(Records drawn from a dataset)

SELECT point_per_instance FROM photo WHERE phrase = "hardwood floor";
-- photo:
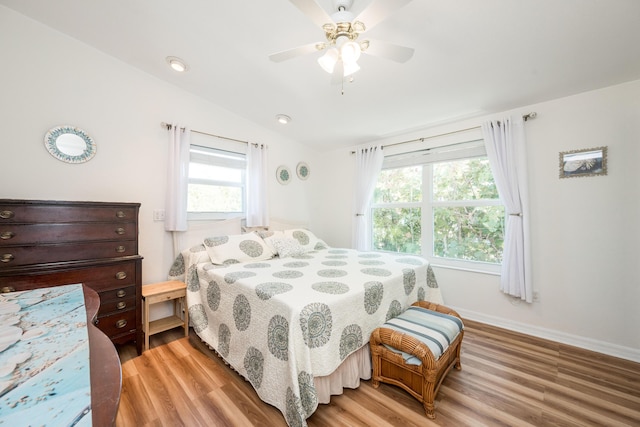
(507, 379)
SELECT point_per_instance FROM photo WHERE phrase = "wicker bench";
(421, 380)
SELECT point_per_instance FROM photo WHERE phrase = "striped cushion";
(436, 330)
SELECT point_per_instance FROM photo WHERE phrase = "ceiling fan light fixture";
(177, 64)
(350, 52)
(283, 118)
(350, 68)
(329, 59)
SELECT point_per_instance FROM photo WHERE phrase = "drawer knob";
(6, 235)
(7, 214)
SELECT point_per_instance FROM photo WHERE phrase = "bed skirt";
(355, 367)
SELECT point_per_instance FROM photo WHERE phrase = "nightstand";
(173, 290)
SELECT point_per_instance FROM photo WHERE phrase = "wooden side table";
(173, 290)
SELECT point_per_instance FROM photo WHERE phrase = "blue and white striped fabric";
(436, 330)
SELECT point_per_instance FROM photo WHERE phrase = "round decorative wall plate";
(69, 144)
(303, 170)
(283, 174)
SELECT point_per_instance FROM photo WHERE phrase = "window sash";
(210, 156)
(427, 157)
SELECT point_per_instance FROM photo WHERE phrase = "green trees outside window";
(448, 209)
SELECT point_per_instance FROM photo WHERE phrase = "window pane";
(469, 179)
(399, 185)
(213, 198)
(397, 230)
(469, 233)
(214, 173)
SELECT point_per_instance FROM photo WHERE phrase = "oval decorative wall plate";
(70, 144)
(303, 170)
(283, 174)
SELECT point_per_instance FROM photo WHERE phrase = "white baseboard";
(615, 350)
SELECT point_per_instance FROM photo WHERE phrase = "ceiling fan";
(342, 29)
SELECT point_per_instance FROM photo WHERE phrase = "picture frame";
(283, 175)
(584, 162)
(302, 170)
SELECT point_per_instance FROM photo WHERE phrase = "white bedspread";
(281, 322)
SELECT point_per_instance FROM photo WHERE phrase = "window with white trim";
(217, 183)
(441, 203)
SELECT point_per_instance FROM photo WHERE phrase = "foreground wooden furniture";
(172, 290)
(51, 243)
(106, 374)
(421, 381)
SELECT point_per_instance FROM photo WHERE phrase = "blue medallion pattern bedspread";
(281, 322)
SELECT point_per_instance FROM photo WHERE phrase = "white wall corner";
(603, 347)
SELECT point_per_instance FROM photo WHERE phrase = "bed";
(292, 315)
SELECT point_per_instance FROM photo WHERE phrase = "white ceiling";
(472, 57)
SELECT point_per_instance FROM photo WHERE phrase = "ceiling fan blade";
(313, 10)
(292, 53)
(378, 10)
(390, 51)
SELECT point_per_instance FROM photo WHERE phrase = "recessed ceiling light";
(283, 118)
(177, 64)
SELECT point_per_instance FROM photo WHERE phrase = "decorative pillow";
(237, 248)
(267, 236)
(306, 238)
(256, 229)
(286, 247)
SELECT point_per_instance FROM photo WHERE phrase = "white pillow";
(287, 247)
(267, 236)
(306, 239)
(237, 248)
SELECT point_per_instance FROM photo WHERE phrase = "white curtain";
(506, 150)
(368, 165)
(177, 179)
(257, 200)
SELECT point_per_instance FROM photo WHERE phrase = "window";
(216, 188)
(440, 203)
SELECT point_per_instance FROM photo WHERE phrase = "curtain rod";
(169, 126)
(525, 117)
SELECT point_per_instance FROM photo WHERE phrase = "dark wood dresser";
(49, 243)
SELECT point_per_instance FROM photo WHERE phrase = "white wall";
(585, 230)
(55, 80)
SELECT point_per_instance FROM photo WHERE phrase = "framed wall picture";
(283, 175)
(587, 162)
(303, 170)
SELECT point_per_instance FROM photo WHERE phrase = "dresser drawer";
(30, 234)
(118, 323)
(116, 306)
(68, 212)
(42, 254)
(99, 278)
(117, 294)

- **EXERCISE DESCRIPTION**: Without including any pictures, output all the entries above exactly.

- **ANSWER BOX**:
SELECT point_per_instance FROM photo WHERE phrase = "hardwood floor";
-- photo:
(507, 379)
SELECT point_per_instance FROM photo WHERE phrase = "wicker bench";
(421, 380)
SELECT point_per_instance FROM photo WHERE phrase = "striped cushion";
(436, 330)
SELECT point_per_instance FROM photo WHERE phrase = "ceiling fan light fixture";
(177, 64)
(350, 52)
(283, 118)
(350, 68)
(329, 59)
SELECT point_per_instance FROM photo WHERE phrase = "drawer knob";
(6, 235)
(7, 214)
SELECT point_per_instance FROM photo WHERE phrase = "bed skirt";
(355, 367)
SELECT point_per_instance FROM photo WHERE phrase = "nightstand";
(173, 290)
SELECT point_per_instance FROM photo WHERE phrase = "wooden side table";
(173, 290)
SELECT point_per_instance FROM photo WHERE phrase = "blue and white striped fabric";
(436, 330)
SELECT point_per_instance FROM photo WHERE phrase = "round decorative wall plate";
(69, 144)
(303, 170)
(283, 174)
SELECT point_per_instance FROM photo WHERE phrase = "window sash";
(210, 156)
(427, 157)
SELECT point_per_instance FROM photo WHERE phrase = "green trees outside window";
(448, 209)
SELECT point_per_instance FROM photo WHERE phrase = "window pane";
(469, 179)
(399, 185)
(213, 198)
(397, 230)
(469, 233)
(214, 173)
SELECT point_per_instance FROM photo WHERE phrase = "oval decorative wall plate";
(70, 144)
(303, 170)
(283, 174)
SELECT point_per_instance FROM photo WHERE phrase = "white baseboard";
(615, 350)
SELECT point_per_instance FROM photo WHERE phrase = "ceiling fan";
(342, 29)
SELECT point_per_instance FROM photo WHERE phrase = "picture frame";
(283, 175)
(584, 162)
(302, 170)
SELECT point_per_instance FROM photo WHERE phrase = "white bedspread";
(281, 322)
SELECT point_per_instance FROM photo WHERE phrase = "window with white trim";
(217, 183)
(441, 203)
SELECT point_per_instance FROM photo WHERE phrase = "foreground wooden furniture";
(172, 290)
(51, 243)
(106, 374)
(421, 381)
SELECT point_per_instance FROM photo WHERE phrase = "blue medallion pattern bedspread";
(281, 322)
SELECT point_per_instance FROM photo WHERE phrase = "white wall corner";
(603, 347)
SELECT point_per_instance FROM photo WHERE phrase = "bed";
(292, 315)
SELECT point_per_instance FROM photo WHERE phrase = "white ceiling";
(472, 57)
SELECT point_per_instance FROM photo WHERE phrase = "ceiling fan blade";
(313, 10)
(292, 53)
(378, 10)
(390, 51)
SELECT point_per_instance FROM photo WHERE phrase = "recessed ceiling light";
(283, 118)
(177, 64)
SELECT point_per_instance FROM photo WHERE phrase = "decorative pillow";
(237, 248)
(267, 236)
(306, 238)
(256, 229)
(286, 247)
SELECT point_per_instance FROM photo WHERE phrase = "white pillow";
(287, 247)
(267, 236)
(306, 239)
(237, 248)
SELECT point_per_instance FROM photo WHERE phrase = "white curtain";
(506, 150)
(368, 165)
(177, 179)
(257, 200)
SELECT point_per_instance FROM photo WHERE phrase = "window";
(216, 188)
(440, 203)
SELECT point_per_instance FROM photo WHERE phrase = "curtain rod";
(169, 126)
(525, 117)
SELECT point_per_instance FROM photo WHERE phrase = "dark wood dresser";
(49, 243)
SELECT point_per_instance FROM photo WHERE phrase = "white wall";
(585, 230)
(55, 80)
SELECT point_per_instance FROM photo WHERE phrase = "framed wall picture";
(283, 175)
(587, 162)
(303, 170)
SELECT point_per_instance FROM photo WHERE phrase = "dresser drawer";
(30, 234)
(118, 323)
(116, 306)
(68, 212)
(42, 254)
(99, 278)
(117, 294)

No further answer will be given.